→ Work to complete
From the passage below on media portrayals of the White Rose, extract the portion starting at "- Das Versprechen" and ending at "Rose movement. (QUOTE)", copying it word for word.

→ Text passage
<<<<

This article is taken from the wiki site as well and much can be gleaned from it as to what use the media made of the White Rose.
- TV Competition ZDF TV "the 10 greatest Germans of all time"
- Die Letzten Tage the last days of Sophie Scholl-it drew on interviews with survivors and transcripts hidden in East German archives until 90.
- Das Versprechen (The promise) a film not well known outside Germany
- The Last 5 days 1982
- Feb 2006 book Sophie Scholl and The White Rose
- 2/2009 bio published by the History Press [Sophie Scholl: The Real Story of the Woman Who Defied Hitler] by Frank McDonough
- The Final Days Ch 4 UK National Television
- The Rose of Treason, a play
- The UK-based genocide prevention student network Aegis Students uses a white rose as their symbol in commemoration of the White Rose movement. (QUOTE)

>>>>

[Raw records]
<<<<

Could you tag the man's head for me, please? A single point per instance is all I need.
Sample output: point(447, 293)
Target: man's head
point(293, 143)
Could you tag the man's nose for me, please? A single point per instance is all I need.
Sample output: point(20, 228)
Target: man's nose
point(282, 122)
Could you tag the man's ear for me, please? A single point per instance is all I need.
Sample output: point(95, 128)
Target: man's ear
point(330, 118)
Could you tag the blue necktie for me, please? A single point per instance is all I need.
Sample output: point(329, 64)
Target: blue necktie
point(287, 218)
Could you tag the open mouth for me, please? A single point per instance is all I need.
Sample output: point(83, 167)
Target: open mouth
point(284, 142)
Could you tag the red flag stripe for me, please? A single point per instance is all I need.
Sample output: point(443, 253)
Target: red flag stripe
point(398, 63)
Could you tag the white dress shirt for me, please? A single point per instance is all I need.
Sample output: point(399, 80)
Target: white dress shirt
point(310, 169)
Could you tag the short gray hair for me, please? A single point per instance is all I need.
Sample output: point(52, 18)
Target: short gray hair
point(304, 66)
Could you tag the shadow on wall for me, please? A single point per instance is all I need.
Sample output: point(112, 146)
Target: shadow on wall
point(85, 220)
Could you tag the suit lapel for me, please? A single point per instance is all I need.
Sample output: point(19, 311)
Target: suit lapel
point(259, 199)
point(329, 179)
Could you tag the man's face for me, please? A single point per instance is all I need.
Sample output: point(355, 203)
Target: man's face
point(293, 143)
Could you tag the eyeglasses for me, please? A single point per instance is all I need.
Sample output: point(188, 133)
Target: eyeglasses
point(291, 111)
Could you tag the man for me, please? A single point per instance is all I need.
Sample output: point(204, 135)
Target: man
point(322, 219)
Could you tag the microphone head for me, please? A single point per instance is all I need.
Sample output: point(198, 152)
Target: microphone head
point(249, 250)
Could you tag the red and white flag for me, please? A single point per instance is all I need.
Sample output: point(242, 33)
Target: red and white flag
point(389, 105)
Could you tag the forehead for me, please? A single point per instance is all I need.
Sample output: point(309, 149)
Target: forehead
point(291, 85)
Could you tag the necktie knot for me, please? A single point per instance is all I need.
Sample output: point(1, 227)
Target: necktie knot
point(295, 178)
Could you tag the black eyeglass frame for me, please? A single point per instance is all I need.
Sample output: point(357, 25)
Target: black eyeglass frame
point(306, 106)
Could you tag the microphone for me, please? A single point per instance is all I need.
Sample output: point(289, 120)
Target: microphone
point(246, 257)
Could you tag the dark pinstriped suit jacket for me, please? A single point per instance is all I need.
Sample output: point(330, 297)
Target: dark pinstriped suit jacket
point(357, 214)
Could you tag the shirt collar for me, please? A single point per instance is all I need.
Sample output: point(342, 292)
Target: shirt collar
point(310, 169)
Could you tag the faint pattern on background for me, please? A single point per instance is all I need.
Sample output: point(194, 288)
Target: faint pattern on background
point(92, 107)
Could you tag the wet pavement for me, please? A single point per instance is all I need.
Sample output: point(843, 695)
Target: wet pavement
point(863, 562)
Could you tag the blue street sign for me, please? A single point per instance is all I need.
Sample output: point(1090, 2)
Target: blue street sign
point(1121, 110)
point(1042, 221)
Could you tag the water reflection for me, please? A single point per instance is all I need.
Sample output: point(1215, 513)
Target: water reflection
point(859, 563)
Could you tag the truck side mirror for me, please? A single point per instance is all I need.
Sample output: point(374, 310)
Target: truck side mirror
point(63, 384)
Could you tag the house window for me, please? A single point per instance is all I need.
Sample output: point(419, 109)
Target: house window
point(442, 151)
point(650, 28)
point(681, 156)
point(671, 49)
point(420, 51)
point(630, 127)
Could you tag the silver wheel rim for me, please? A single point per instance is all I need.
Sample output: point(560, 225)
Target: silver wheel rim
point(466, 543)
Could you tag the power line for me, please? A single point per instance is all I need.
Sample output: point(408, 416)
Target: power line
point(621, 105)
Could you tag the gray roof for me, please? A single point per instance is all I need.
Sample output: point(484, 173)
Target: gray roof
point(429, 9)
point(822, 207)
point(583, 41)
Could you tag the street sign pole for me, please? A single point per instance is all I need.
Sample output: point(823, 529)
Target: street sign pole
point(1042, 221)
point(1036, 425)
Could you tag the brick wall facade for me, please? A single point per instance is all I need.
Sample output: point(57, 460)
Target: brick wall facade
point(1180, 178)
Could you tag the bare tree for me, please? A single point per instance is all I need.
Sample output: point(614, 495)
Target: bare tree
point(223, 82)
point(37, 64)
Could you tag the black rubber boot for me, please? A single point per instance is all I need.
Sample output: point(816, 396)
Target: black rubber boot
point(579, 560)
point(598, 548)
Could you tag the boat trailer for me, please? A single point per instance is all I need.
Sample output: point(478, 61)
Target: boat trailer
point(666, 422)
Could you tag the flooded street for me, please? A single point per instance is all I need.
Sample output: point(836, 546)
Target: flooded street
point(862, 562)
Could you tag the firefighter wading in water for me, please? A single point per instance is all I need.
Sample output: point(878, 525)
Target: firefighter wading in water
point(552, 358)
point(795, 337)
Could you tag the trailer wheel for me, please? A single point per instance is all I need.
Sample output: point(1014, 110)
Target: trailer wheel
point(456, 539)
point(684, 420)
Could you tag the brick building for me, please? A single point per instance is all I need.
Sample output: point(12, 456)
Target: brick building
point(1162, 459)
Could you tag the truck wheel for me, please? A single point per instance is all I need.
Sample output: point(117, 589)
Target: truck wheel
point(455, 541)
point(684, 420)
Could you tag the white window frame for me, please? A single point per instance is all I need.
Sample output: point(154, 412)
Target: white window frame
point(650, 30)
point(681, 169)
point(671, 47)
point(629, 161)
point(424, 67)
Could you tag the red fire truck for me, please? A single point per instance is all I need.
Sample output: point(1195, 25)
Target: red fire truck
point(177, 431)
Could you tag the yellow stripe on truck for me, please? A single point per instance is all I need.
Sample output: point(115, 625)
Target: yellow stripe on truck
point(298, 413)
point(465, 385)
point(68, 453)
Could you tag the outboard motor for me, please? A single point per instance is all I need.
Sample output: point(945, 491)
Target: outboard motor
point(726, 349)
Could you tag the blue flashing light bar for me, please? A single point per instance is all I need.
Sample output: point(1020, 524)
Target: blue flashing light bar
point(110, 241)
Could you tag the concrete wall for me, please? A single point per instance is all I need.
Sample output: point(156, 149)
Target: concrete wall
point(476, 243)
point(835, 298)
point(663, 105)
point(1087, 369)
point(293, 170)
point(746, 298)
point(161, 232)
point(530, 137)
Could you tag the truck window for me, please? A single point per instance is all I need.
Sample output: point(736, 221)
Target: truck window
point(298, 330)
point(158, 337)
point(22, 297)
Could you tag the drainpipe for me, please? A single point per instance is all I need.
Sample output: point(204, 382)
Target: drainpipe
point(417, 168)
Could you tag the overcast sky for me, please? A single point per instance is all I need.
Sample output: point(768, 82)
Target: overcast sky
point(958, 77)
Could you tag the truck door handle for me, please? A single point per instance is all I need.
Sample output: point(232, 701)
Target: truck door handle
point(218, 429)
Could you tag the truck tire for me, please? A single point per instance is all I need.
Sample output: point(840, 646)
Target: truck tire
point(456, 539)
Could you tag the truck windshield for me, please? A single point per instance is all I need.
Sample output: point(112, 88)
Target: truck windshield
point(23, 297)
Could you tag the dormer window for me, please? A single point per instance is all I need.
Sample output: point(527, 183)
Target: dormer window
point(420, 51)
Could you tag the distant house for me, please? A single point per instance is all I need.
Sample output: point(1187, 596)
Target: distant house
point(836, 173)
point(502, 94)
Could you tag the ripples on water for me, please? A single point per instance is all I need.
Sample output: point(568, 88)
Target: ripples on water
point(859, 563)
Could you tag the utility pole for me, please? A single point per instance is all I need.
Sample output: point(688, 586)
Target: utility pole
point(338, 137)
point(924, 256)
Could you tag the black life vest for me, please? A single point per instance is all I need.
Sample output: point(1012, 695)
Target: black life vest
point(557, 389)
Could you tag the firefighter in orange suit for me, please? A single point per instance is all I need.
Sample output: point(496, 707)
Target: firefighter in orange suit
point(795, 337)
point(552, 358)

>>>>
<<<<

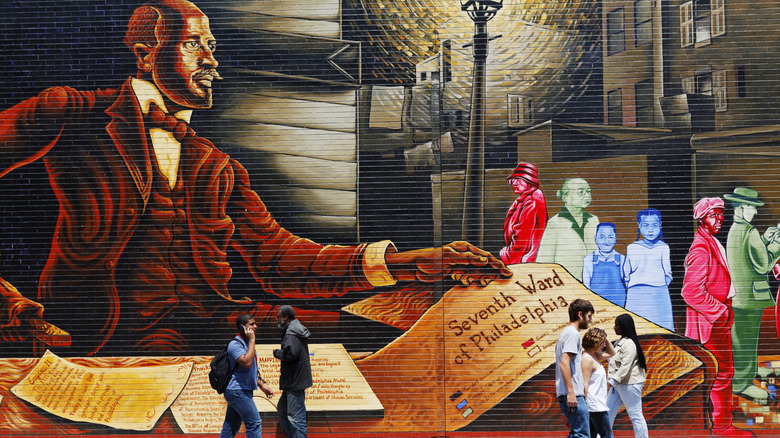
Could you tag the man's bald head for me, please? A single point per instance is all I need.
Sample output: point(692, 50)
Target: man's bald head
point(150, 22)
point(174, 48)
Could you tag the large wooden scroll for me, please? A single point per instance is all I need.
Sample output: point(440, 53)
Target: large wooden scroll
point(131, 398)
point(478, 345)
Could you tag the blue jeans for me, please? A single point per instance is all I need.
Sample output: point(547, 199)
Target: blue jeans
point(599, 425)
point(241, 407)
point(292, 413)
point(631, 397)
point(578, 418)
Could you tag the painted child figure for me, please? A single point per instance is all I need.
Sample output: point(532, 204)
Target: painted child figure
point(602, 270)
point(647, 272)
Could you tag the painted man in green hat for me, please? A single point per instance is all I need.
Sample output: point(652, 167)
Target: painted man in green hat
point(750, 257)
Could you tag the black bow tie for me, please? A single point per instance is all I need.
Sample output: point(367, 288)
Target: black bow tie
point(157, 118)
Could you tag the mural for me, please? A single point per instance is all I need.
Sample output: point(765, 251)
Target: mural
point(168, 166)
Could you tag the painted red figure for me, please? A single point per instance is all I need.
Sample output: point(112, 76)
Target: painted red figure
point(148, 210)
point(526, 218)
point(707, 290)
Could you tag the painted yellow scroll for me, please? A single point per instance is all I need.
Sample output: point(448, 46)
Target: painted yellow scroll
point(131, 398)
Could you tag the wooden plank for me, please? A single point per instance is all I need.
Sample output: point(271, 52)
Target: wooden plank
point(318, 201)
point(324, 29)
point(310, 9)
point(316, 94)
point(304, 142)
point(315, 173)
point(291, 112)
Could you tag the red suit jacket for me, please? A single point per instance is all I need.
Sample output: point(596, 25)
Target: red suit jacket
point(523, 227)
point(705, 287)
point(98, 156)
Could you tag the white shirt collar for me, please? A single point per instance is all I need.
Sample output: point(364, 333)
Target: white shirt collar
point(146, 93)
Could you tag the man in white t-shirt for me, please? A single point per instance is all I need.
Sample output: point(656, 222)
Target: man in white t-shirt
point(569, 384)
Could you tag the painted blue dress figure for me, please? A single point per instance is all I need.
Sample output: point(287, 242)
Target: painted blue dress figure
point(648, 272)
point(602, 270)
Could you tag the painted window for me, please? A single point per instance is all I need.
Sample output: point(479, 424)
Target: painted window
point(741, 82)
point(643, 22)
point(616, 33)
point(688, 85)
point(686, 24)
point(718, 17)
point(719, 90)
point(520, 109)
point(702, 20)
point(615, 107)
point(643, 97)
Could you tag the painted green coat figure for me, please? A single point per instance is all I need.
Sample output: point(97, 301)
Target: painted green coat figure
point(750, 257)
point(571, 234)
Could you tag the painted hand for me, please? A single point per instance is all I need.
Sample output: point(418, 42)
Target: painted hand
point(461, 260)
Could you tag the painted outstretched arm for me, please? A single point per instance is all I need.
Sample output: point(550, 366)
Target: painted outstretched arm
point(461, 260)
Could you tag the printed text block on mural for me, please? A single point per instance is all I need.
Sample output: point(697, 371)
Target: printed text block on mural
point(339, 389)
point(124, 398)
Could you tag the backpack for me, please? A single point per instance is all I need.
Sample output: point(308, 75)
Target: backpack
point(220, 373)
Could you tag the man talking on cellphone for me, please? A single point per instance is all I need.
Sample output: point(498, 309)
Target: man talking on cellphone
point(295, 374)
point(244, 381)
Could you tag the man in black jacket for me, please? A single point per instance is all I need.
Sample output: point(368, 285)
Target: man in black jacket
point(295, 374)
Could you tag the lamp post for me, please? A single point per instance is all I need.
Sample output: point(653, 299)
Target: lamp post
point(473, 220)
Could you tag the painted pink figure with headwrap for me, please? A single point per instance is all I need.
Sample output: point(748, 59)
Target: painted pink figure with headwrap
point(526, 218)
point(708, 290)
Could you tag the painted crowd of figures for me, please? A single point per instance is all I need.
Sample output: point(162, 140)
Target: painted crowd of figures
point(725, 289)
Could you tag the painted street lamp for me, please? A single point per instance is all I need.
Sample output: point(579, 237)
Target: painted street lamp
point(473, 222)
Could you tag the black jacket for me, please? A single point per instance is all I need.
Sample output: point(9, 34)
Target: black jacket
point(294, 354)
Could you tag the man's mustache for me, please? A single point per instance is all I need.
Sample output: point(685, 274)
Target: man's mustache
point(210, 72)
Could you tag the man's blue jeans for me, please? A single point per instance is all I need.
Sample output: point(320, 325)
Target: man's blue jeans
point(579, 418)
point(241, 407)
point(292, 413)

>>>>

→ Solution
- Das Versprechen (The promise) a film not well known outside Germany
- The Last 5 days 1982
- Feb 2006 book Sophie Scholl and The White Rose
- 2/2009 bio published by the History Press [Sophie Scholl: The Real Story of the Woman Who Defied Hitler] by Frank McDonough
- The Final Days Ch 4 UK National Television
- The Rose of Treason, a play
- The UK-based genocide prevention student network Aegis Students uses a white rose as their symbol in commemoration of the White Rose movement. (QUOTE)